### ISTRUZIONI
- a) Trasforma in un elenco puntato il paragrafo dell'estratto sul copyright che inizia con «Il mondo del diritto è consapevole», mantenendone i fatti principali.
- b) Prosegui l'estratto sul copyright partendo dalla frase successiva all'ultima riportata.

### ESTRATTO DA LEGGERE
================================

Il mondo del diritto è consapevole che le tecnologie digitali dell'informazione pongono “problemi di copyright”, ma non ha ricondotto questi problemi alla loro causa prima: un fondamentale conflitto tra gli editori delle opere tutelate dal copyright e gli utenti di queste opere. Gli editori, sulla base del proprio interesse, hanno sottoposto un disegno di legge al governo Clinton ridefinendo i “problemi” in modo da risolvere il conflitto in loro favore. Questa proposta, il Libro Bianco di Lehman,[2] è stata il principale argomento di dibattito alla conferenza “Innovazione e ambiente dell'informazione” tenutasi all'Università dell'Oregon nel novembre 1995.

John Perry Barlow,[3] il principale relatore, ha aperto la conferenza raccontandoci come il complesso dei Greatful Dead comprese e affrontò questo conflitto. Decise che sarebbe stato sbagliato interferire con la riproduzione dei concerti su nastro o con la loro distribuzione su Internet, ma non trovò niente di sbagliato nell'avvalersi del diritto d'autore (copyright) per i CD ufficiali contenenti la loro musica.

================================

Voci di dati salvate:
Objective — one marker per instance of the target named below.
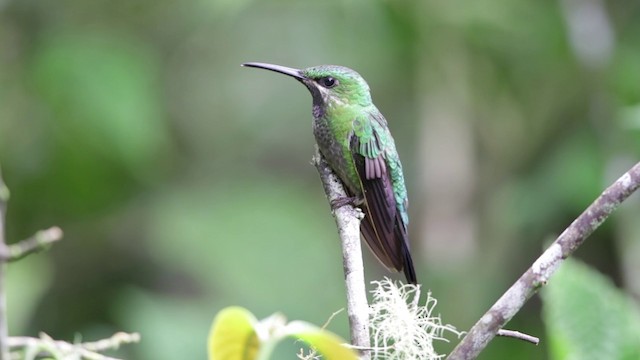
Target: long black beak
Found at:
(297, 74)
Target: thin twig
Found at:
(88, 350)
(348, 223)
(518, 335)
(40, 241)
(539, 273)
(4, 332)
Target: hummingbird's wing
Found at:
(384, 228)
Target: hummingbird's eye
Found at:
(328, 82)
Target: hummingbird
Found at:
(354, 138)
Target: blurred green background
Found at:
(183, 184)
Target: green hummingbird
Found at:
(354, 138)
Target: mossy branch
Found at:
(348, 223)
(543, 268)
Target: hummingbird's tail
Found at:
(409, 271)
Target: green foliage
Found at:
(237, 335)
(102, 89)
(587, 317)
(132, 126)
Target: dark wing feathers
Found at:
(382, 227)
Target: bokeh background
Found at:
(183, 183)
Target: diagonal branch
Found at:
(45, 345)
(4, 332)
(542, 269)
(348, 223)
(40, 241)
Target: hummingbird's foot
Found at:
(347, 200)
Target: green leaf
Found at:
(587, 317)
(326, 343)
(233, 335)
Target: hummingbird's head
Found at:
(330, 85)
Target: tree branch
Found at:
(518, 335)
(4, 332)
(348, 223)
(40, 241)
(542, 269)
(45, 345)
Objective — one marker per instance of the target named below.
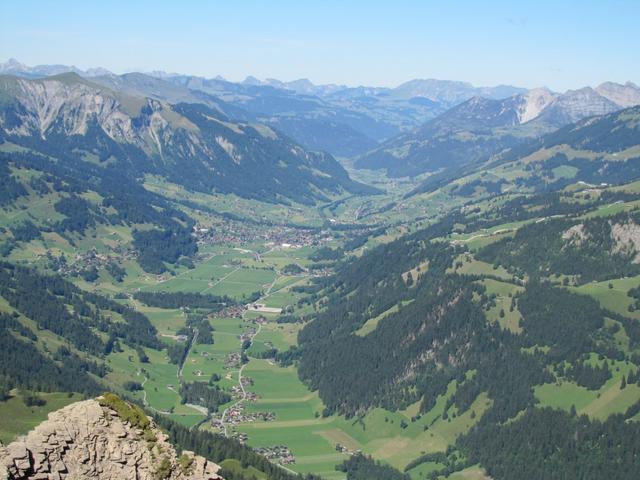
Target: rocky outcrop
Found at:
(87, 440)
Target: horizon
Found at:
(353, 45)
(158, 73)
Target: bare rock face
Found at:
(86, 440)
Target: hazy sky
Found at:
(561, 44)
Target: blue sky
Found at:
(560, 44)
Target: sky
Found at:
(559, 44)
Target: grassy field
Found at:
(16, 418)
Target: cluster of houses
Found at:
(277, 454)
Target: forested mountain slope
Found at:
(515, 316)
(189, 144)
(480, 128)
(601, 149)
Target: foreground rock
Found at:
(100, 440)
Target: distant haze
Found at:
(561, 45)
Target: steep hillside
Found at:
(511, 321)
(596, 150)
(480, 128)
(101, 439)
(190, 144)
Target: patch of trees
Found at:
(59, 306)
(468, 189)
(218, 448)
(118, 186)
(79, 212)
(635, 294)
(26, 231)
(539, 249)
(116, 271)
(553, 444)
(361, 467)
(292, 269)
(183, 299)
(177, 352)
(10, 187)
(199, 393)
(22, 365)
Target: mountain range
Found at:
(482, 127)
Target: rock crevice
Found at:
(86, 440)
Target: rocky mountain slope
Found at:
(100, 439)
(481, 127)
(191, 144)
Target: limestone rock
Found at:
(88, 441)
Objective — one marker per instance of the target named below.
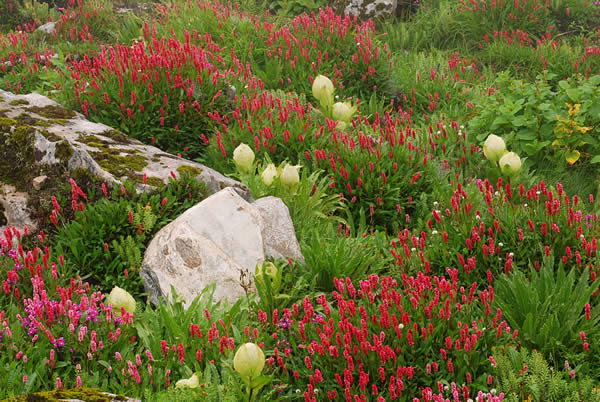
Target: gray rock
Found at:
(278, 231)
(16, 211)
(214, 242)
(366, 9)
(79, 143)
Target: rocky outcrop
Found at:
(214, 242)
(14, 212)
(37, 131)
(366, 9)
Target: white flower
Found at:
(269, 174)
(243, 157)
(494, 147)
(323, 90)
(343, 111)
(510, 164)
(120, 298)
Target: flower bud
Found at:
(343, 111)
(243, 157)
(269, 174)
(120, 298)
(494, 147)
(290, 177)
(510, 164)
(249, 361)
(191, 382)
(323, 90)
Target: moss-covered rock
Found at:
(119, 165)
(117, 136)
(16, 151)
(63, 152)
(191, 170)
(52, 112)
(18, 102)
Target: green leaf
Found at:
(574, 94)
(572, 156)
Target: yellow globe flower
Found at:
(249, 361)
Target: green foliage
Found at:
(330, 256)
(83, 241)
(527, 116)
(547, 308)
(129, 252)
(526, 375)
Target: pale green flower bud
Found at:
(192, 382)
(290, 177)
(243, 157)
(323, 90)
(269, 174)
(249, 361)
(494, 147)
(510, 164)
(120, 298)
(343, 111)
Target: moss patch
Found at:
(3, 220)
(6, 123)
(52, 112)
(119, 165)
(84, 394)
(50, 136)
(16, 152)
(187, 169)
(117, 136)
(63, 152)
(27, 119)
(18, 102)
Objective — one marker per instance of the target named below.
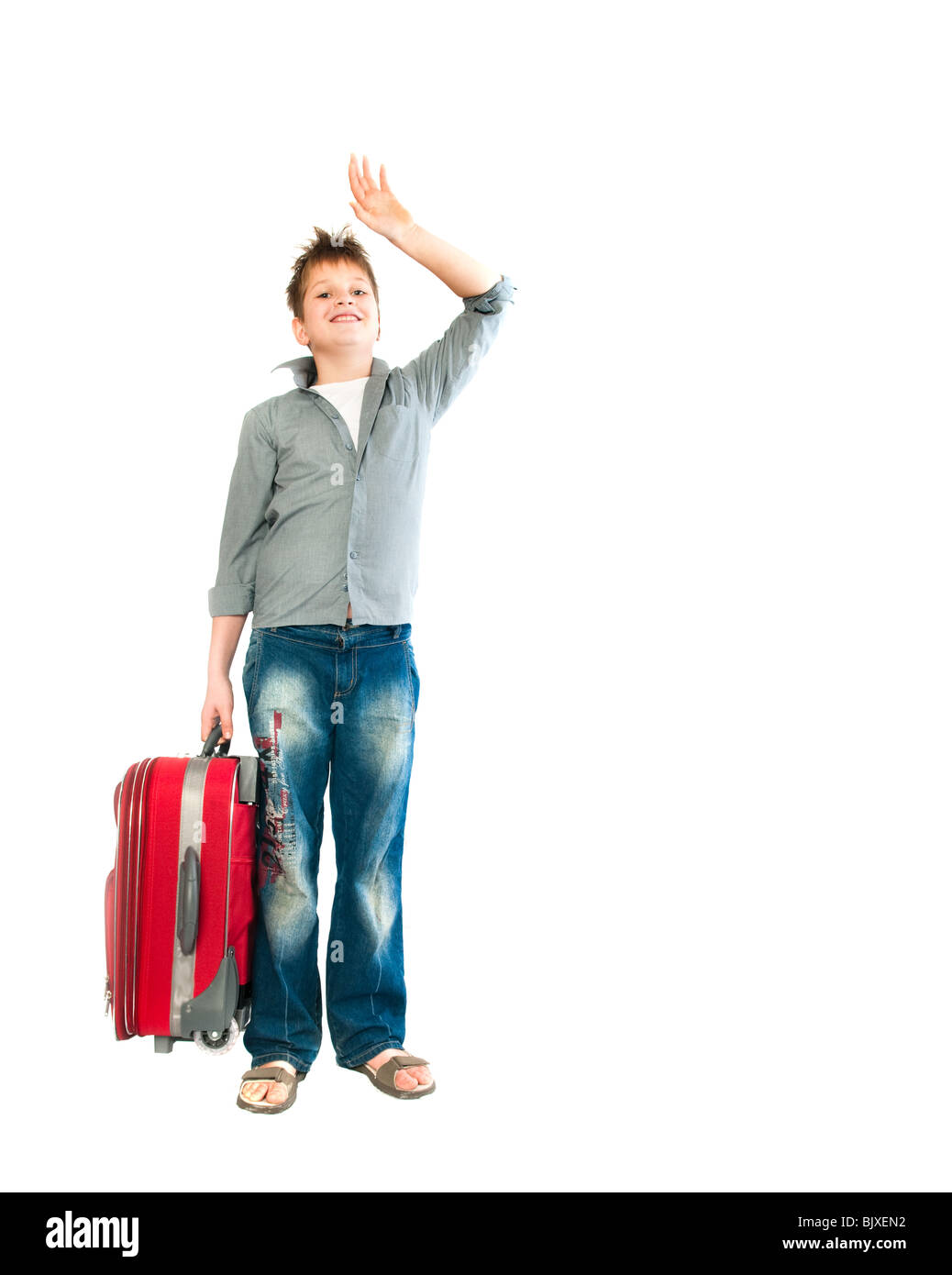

================================

### RISULTATI
- a)
- Il mondo del diritto riconosce che le tecnologie digitali dell'informazione pongono "problemi di copyright", ma non li ha ricondotti alla loro causa prima.
- La causa prima è un conflitto fondamentale tra gli editori delle opere tutelate dal copyright e gli utenti di queste opere.
- Gli editori, nel proprio interesse, hanno sottoposto al governo Clinton un disegno di legge che ridefinisce i "problemi" in modo da risolvere il conflitto a loro favore.
- Questa proposta, il Libro Bianco di Lehman, è stata il principale argomento di dibattito alla conferenza "Innovazione e ambiente dell'informazione", tenutasi all'Università dell'Oregon nel novembre 1995.

- b)
Barlow non ha analizzato le ragioni del diverso trattamento di questi supporti musicali, e successivamente Gary Glisson [4] ha criticato l'idea di Barlow che la rete Internet sia inesplicabilmente unica e senza uguali nel mondo. Ha obiettato che dovremmo essere in grado di determinare le implicazioni di Internet per le politiche di copyright mediante lo stesso tipo di analisi che applichiamo alle altre tecnologie. Questo è per l'appunto l'intento del presente articolo.

Barlow ha suggerito che le nostre intuizioni derivate dalla proprietà degli oggetti fisici sono inapplicabili alla proprietà dell'informazione perché l'informazione è “astratta”. Come ha rilevato Steven Winter [5] la proprietà astratta esiste da secoli. Le azioni societarie, i future sulle merci e anche la carta moneta sono forme di proprietà più o meno astratta. Barlow e altri che sostengono che l'informazione debba essere libera non rifiutano questi altri tipi di proprietà astratta. Evidentemente, la differenza cruciale tra l'informazione e altri tipi accettabili di proprietà non è l'astrattezza in se stessa. Quindi qual è la differenza? Propongo una spiegazione semplice e pratica.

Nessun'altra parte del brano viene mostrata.